--- start ---
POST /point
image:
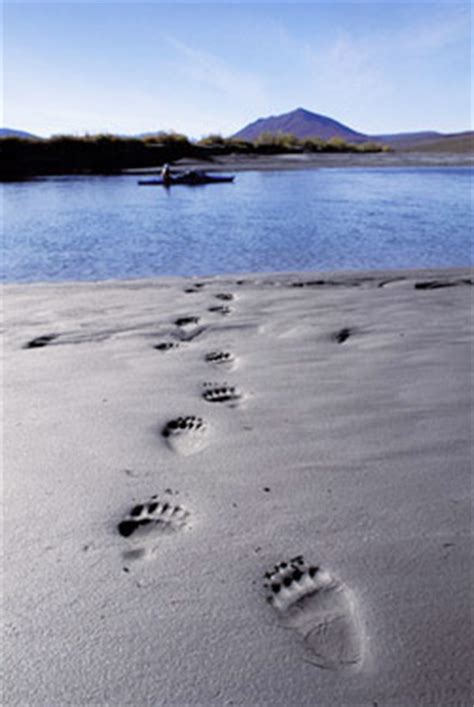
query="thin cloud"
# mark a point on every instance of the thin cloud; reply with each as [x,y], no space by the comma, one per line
[212,72]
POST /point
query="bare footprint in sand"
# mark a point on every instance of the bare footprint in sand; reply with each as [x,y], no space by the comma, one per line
[215,393]
[220,309]
[319,607]
[146,522]
[186,435]
[220,357]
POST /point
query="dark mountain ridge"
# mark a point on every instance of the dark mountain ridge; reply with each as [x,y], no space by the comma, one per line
[303,124]
[11,132]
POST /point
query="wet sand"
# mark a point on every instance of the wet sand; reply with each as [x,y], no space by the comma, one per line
[249,489]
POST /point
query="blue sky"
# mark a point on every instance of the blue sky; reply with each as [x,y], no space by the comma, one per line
[200,68]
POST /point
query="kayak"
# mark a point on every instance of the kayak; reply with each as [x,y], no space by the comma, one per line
[188,178]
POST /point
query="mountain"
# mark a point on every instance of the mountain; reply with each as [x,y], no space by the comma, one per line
[10,132]
[301,123]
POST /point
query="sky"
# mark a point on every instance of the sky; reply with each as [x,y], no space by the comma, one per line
[200,68]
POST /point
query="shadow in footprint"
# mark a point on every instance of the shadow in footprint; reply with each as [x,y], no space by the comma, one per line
[220,309]
[320,608]
[342,335]
[147,521]
[219,357]
[40,341]
[186,435]
[221,394]
[166,346]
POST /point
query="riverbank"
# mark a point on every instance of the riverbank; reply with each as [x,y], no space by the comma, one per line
[240,163]
[169,441]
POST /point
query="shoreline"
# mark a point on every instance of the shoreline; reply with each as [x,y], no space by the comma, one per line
[174,447]
[240,163]
[280,275]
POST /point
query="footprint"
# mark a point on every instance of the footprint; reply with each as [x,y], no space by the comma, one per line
[148,521]
[40,341]
[185,435]
[342,335]
[221,309]
[220,357]
[319,607]
[166,346]
[186,321]
[220,394]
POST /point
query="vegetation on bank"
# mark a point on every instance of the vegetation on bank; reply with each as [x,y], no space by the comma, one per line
[110,154]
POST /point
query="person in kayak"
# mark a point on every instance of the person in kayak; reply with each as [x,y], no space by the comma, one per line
[166,173]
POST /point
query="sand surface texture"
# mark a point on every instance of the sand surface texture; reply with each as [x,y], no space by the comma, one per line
[238,490]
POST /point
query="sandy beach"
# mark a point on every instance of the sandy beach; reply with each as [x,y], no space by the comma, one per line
[294,161]
[249,489]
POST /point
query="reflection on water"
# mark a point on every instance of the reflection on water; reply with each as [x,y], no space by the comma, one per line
[88,228]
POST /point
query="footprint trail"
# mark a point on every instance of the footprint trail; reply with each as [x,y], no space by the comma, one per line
[320,608]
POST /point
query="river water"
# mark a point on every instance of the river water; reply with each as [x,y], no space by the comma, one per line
[94,228]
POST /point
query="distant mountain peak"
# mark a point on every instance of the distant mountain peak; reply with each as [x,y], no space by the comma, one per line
[303,124]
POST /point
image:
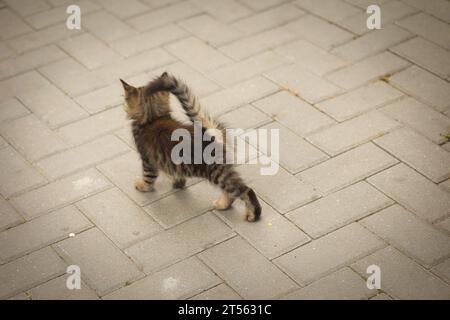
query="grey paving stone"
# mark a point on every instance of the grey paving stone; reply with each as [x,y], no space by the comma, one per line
[407,232]
[413,191]
[347,168]
[118,217]
[103,266]
[179,281]
[243,268]
[329,253]
[17,175]
[29,271]
[344,284]
[41,232]
[338,209]
[60,193]
[273,235]
[179,242]
[402,278]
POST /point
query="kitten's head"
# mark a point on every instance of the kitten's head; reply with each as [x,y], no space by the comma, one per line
[144,108]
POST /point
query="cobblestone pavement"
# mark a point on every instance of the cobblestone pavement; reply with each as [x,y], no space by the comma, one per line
[364,176]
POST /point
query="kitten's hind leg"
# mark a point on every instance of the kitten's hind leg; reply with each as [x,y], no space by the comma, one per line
[147,182]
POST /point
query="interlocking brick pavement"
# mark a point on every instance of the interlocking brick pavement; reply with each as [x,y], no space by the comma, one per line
[364,173]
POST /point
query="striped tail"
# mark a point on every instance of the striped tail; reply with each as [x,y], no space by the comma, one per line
[187,99]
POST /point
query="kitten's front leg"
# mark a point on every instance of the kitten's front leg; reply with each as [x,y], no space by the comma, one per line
[147,182]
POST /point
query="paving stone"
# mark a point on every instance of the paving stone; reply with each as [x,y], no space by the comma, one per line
[318,31]
[29,271]
[226,259]
[31,137]
[413,191]
[56,289]
[329,253]
[356,102]
[273,235]
[30,60]
[268,19]
[52,106]
[92,53]
[123,10]
[106,27]
[8,216]
[338,209]
[183,205]
[344,284]
[247,68]
[408,233]
[282,190]
[201,85]
[104,267]
[17,175]
[419,117]
[293,113]
[333,10]
[179,243]
[133,66]
[443,270]
[424,86]
[428,28]
[163,16]
[41,232]
[402,278]
[391,12]
[179,281]
[198,54]
[71,77]
[371,43]
[238,95]
[118,217]
[296,154]
[425,54]
[418,152]
[303,83]
[43,37]
[58,15]
[20,84]
[249,46]
[138,43]
[211,31]
[11,25]
[437,8]
[225,11]
[347,168]
[83,156]
[60,193]
[245,117]
[27,7]
[310,57]
[353,132]
[11,109]
[94,126]
[123,170]
[221,292]
[366,70]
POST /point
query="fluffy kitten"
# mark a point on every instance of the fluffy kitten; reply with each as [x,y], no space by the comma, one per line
[152,126]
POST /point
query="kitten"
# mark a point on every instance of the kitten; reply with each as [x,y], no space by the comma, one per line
[149,109]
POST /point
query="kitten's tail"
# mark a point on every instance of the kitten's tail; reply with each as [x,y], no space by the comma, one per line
[187,99]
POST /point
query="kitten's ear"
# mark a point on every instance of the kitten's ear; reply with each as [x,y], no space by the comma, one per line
[127,87]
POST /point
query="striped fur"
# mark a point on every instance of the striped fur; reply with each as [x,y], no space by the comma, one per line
--- end ---
### Aim:
Transcribe the records above exactly as they appear, leaving out any pictures.

### Answer below:
POST /point
image:
query="thin cloud"
# mark a point on every instance of the thin cloud; reply with each as [x,y], no space by the comma, one per line
[212,72]
POST /point
query="bare footprint in sand"
# mark a point on every instance of the bare footprint in sand; reply with each as [x,y], no space by the comma, one per line
[215,393]
[220,309]
[319,607]
[146,522]
[186,435]
[220,357]
POST /point
query="dark mountain ridge"
# mark a point on every instance of the dark mountain ridge; reply with each as [x,y], no space by the comma, one per line
[303,124]
[11,132]
POST /point
query="wet sand"
# mark a point on every instance of the wet sand; reply with each as [x,y], no space by the comma, one per line
[249,489]
POST /point
query="blue sky"
# mark a point on every instance of the blue sky; reply with each as [x,y], no space by the comma, one per line
[200,68]
POST /point
query="kayak"
# mark a point on every instance of the kayak; reply with each as [x,y], no space by the comma, one per line
[188,178]
POST /point
query="mountain"
# mark a point on every instance of the mountain; reply with each as [x,y], no space by the comma, one per line
[10,132]
[301,123]
POST /point
query="sky"
# mark a point on every instance of the sky; reply with each as [x,y], no space by the comma, one per line
[200,68]
POST /point
query="shadow in footprint"
# mark a point on every instance of the shadow in footprint; reply with each as [x,y], no space by the comma, one per line
[220,309]
[320,608]
[342,335]
[147,521]
[219,357]
[40,341]
[186,435]
[221,394]
[166,346]
POST /point
query="riverbank"
# mark a point on every instance of the riverbank; reply with each as [x,y], no space by the comma, one per line
[240,163]
[169,441]
POST /point
query="shoreline"
# mark a point on every instance of the shoreline; reply with each as [x,y], no space by the comma, one per line
[174,447]
[240,163]
[280,275]
POST /point
query="footprint"
# mark a point on every instance of the footprint; reply with each as [x,y], no space by the comma, one per line
[148,521]
[40,341]
[185,435]
[342,335]
[221,309]
[220,357]
[319,607]
[166,346]
[186,321]
[220,394]
POST /point
query="vegetation on bank"
# mark a point on every instance of the vegetation on bank; reply with each as [x,y], no space by the comma, one per line
[110,154]
POST /point
query="person in kayak"
# mark a point on every instance of the person in kayak; reply with each as [x,y], no space by the comma, one per line
[166,173]
POST /point
query="sand surface texture"
# mark a point on every instance of the sand surface texture; reply with each as [x,y], no space by the comma, one per line
[238,490]
POST /point
query="sandy beach"
# mark a point on every instance of the sandy beach; reply with each as [x,y], no space by the comma, one per line
[294,161]
[249,489]
POST /point
query="reflection on water"
# mark a point on every instance of the reflection on water; reply with each as [x,y], no space by the comma, one per line
[88,228]
POST /point
query="footprint trail"
# mark a point on every instance of the footprint trail; reply with each as [x,y], no space by the comma, one per line
[320,608]
POST /point
query="river water"
# mark a point on every instance of the river water; reply with each as [x,y], no space by the comma, one per line
[94,228]
POST /point
query="distant mountain peak"
# mark a point on every instance of the distant mountain peak; reply with each as [x,y], no space by the comma, one per line
[303,124]
POST /point
image:
query="grey paving stone"
# mark a point on every instance of the grey paving stone; reply with each as [x,y], no space by the comma, one per line
[407,232]
[413,191]
[347,168]
[118,217]
[103,266]
[179,281]
[243,268]
[329,253]
[17,175]
[29,271]
[344,284]
[41,232]
[338,209]
[60,193]
[273,235]
[179,242]
[402,278]
POST /point
query="kitten's head"
# mark a point on every instance of the kitten's head; reply with each as [x,y], no space by the comma, one per line
[144,108]
POST /point
query="cobblestone pavement"
# mark a point on every instance of the cobblestone pavement; reply with each as [x,y], no space by the comma, one per line
[364,176]
POST /point
query="kitten's hind leg"
# mark a point on every instance of the kitten's hind leg; reply with each as [x,y], no space by the comma, one per line
[147,182]
POST /point
query="interlocking brick pavement"
# mark a point on every instance of the interlocking brick pavement; reply with each as [x,y], no space by the comma, one per line
[364,173]
POST /point
query="striped tail"
# mark a point on every instance of the striped tail; reply with each as [x,y], no space by the comma, one per line
[187,99]
POST /point
query="kitten's front leg"
# mark a point on every instance of the kitten's front leg; reply with each as [x,y], no space by the comma, one per line
[147,182]
POST /point
query="paving stone"
# mark a point on every instance of the paving stone; reply with each as [x,y], no space by the comma, one per line
[318,31]
[29,271]
[226,259]
[31,137]
[413,191]
[56,289]
[329,253]
[356,102]
[273,235]
[30,60]
[268,19]
[52,106]
[92,53]
[123,10]
[106,27]
[8,216]
[338,209]
[183,205]
[344,284]
[247,68]
[408,233]
[282,190]
[201,85]
[104,267]
[17,175]
[419,117]
[293,113]
[333,10]
[179,243]
[133,66]
[443,270]
[424,86]
[428,28]
[163,16]
[41,232]
[402,278]
[391,12]
[179,281]
[198,54]
[71,77]
[371,43]
[238,95]
[118,217]
[296,154]
[425,54]
[418,152]
[303,83]
[43,37]
[58,15]
[20,84]
[249,46]
[138,43]
[211,31]
[11,25]
[437,8]
[225,11]
[347,168]
[83,156]
[60,193]
[245,117]
[27,7]
[310,57]
[353,132]
[11,109]
[94,126]
[123,170]
[221,292]
[366,70]
POST /point
query="fluffy kitten"
# mark a point on every instance of the fluffy kitten; reply with each as [x,y], no space by the comma, one per line
[152,126]
POST /point
query="kitten"
# mark a point on every instance of the kitten; reply with each as [x,y], no space by the comma, one per line
[149,109]
POST /point
query="kitten's tail"
# mark a point on every instance of the kitten's tail; reply with each as [x,y], no space by the comma, one per line
[187,99]
POST /point
query="kitten's ear"
# mark a point on every instance of the kitten's ear; reply with each as [x,y], no space by the comma, one per line
[127,87]
POST /point
query="striped fur"
# mark a point on every instance of the striped fur; reply with each as [x,y], no space by the comma, one per line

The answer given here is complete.